Supplied passage: Begin

It can start as a skating-rink employee putting a child in his lap or a relative taking a child off for a while.

Such acts can be innocent and helpful. A grandfather taking a child off to learn fishing can be a grand adventure that leaves nothing but pleasant memories.

On the other hand, another person may take advantage of a child and use time alone for un-innocent purposes.

And puberty brings on a whole different set of circumstances and emotional impulses, giving rise to an increase in young men having sex with underage teenage girls.

"The single age with the highest proportion of sexual assault victims reported to law enforcement was age 14," according to a federal Department of Justice report.

The sexual relationships can be consensual: both parties agree. But males having sex with underage girls is illegal regardless of whether they agree, according to the State Attorney's Office in Vero Beach.

One way of differentiating between the good and the bad is acting on suspicions and communicating, officials say.

Both adults and children need to be aware that things can go wrong, right in front of their eyes. So experts advise people to be watchful of whether one step leads to another. Don't deny the possibility that abuse can happen anywhere: at home, at church and among friends. Just because people have titles — such priest — doesn't mean they act properly all the time, according to groups that deal with sexual abuse of children.

Supplied passage: End
Data for review: Begin

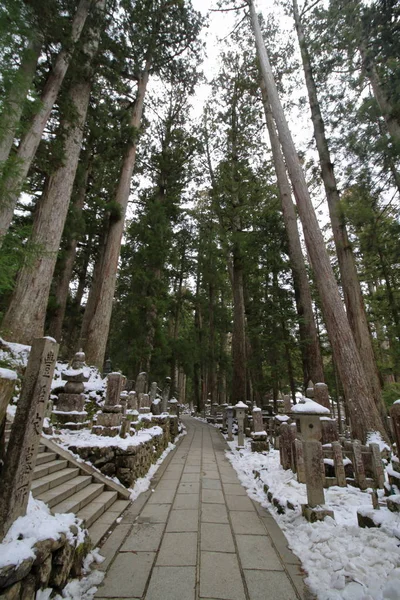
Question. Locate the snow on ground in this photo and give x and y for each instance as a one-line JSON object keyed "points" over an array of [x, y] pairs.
{"points": [[38, 524], [343, 561]]}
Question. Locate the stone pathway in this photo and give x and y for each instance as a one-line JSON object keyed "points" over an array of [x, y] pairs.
{"points": [[198, 535]]}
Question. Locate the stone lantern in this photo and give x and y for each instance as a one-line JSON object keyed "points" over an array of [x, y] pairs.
{"points": [[307, 414], [240, 408]]}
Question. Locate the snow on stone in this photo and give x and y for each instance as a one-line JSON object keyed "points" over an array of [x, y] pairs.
{"points": [[83, 439], [8, 374], [374, 437], [38, 524], [309, 406], [343, 561]]}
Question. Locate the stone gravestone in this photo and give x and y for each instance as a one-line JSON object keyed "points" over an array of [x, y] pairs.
{"points": [[110, 419], [8, 379], [70, 407], [24, 441], [165, 394], [259, 442]]}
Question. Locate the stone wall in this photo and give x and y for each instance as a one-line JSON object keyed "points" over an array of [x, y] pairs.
{"points": [[134, 462], [55, 562]]}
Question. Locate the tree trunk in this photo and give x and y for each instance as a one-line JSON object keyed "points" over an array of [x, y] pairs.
{"points": [[310, 348], [25, 317], [12, 185], [95, 338], [354, 301], [63, 281], [14, 102], [363, 411]]}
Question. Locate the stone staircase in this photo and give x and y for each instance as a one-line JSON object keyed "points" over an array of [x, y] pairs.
{"points": [[67, 485]]}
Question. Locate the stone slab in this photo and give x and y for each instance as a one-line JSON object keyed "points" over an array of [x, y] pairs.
{"points": [[172, 583], [183, 520], [127, 576], [216, 537], [212, 496], [257, 552], [144, 537], [244, 522], [239, 503], [178, 550], [154, 513], [213, 513], [277, 583], [188, 501], [220, 577]]}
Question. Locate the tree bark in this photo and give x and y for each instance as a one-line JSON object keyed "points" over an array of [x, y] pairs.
{"points": [[94, 339], [12, 185], [310, 348], [363, 411], [25, 317], [14, 102], [353, 297]]}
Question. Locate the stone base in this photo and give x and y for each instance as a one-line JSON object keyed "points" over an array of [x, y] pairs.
{"points": [[316, 514], [259, 445], [105, 431], [66, 418]]}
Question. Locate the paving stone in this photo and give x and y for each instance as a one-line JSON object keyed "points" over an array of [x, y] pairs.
{"points": [[212, 496], [178, 550], [277, 583], [154, 513], [245, 522], [234, 489], [239, 503], [257, 552], [144, 537], [220, 576], [188, 501], [191, 469], [210, 473], [216, 537], [162, 497], [190, 478], [127, 576], [183, 520], [211, 484], [189, 488], [112, 544], [213, 513], [172, 583]]}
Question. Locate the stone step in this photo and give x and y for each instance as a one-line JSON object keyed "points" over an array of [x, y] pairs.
{"points": [[90, 513], [80, 499], [50, 467], [53, 480], [106, 521], [44, 457], [61, 492]]}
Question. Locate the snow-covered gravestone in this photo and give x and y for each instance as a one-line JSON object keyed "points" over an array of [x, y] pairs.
{"points": [[307, 414], [24, 441], [240, 408], [8, 379], [259, 442]]}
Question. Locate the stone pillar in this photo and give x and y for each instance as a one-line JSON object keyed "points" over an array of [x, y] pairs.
{"points": [[24, 441], [69, 411], [165, 394], [8, 379], [395, 416], [229, 418], [287, 404], [321, 394], [241, 408]]}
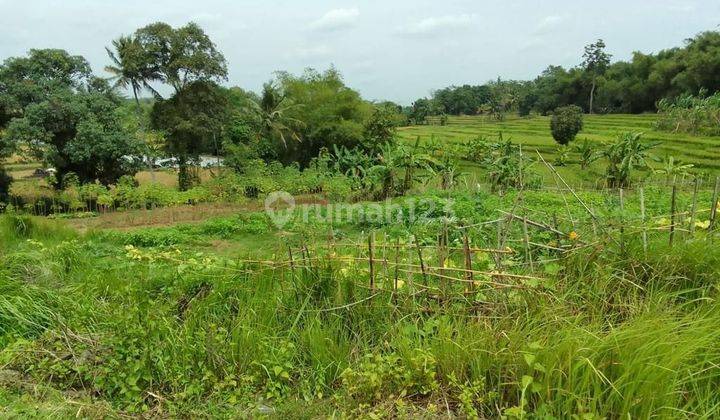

Data for review: End

Task 1: In the passage on child sexual abuse, which single age had the highest proportion of sexual assault victims reported to law enforcement, according to the federal report it cites?
Task 2: Reproduce the stretch of the passage on child sexual abuse from "Such acts can" through "of Justice report.", substituting "grandmother" for "grandfather".
Task 3: Decide whether each statement agrees with the passage on child sexual abuse, answering yes or no and quoting the deciding words: (a) The State Attorney's Office in Vero Beach says sex between males and underage girls is legal when both parties agree. (b) Experts advise people to watch whether one step leads to another. (c) The passage limits the places where abuse can happen to the home.

Written reply 1: Age 14.

Written reply 2:
Such acts can be innocent and helpful. A grandmother taking a child off to learn fishing can be a grand adventure that leaves nothing but pleasant memories.

On the other hand, another person may take advantage of a child and use time alone for un-innocent purposes.

And puberty brings on a whole different set of circumstances and emotional impulses, giving rise to an increase in young men having sex with underage teenage girls.

"The single age with the highest proportion of sexual assault victims reported to law enforcement was age 14," according to a federal Department of Justice report.

Written reply 3:
(a) No: "males having sex with underage girls is illegal regardless of whether they agree"
(b) Yes: "experts advise people to be watchful of whether one step leads to another"
(c) No: "abuse can happen anywhere: at home, at church and among friends"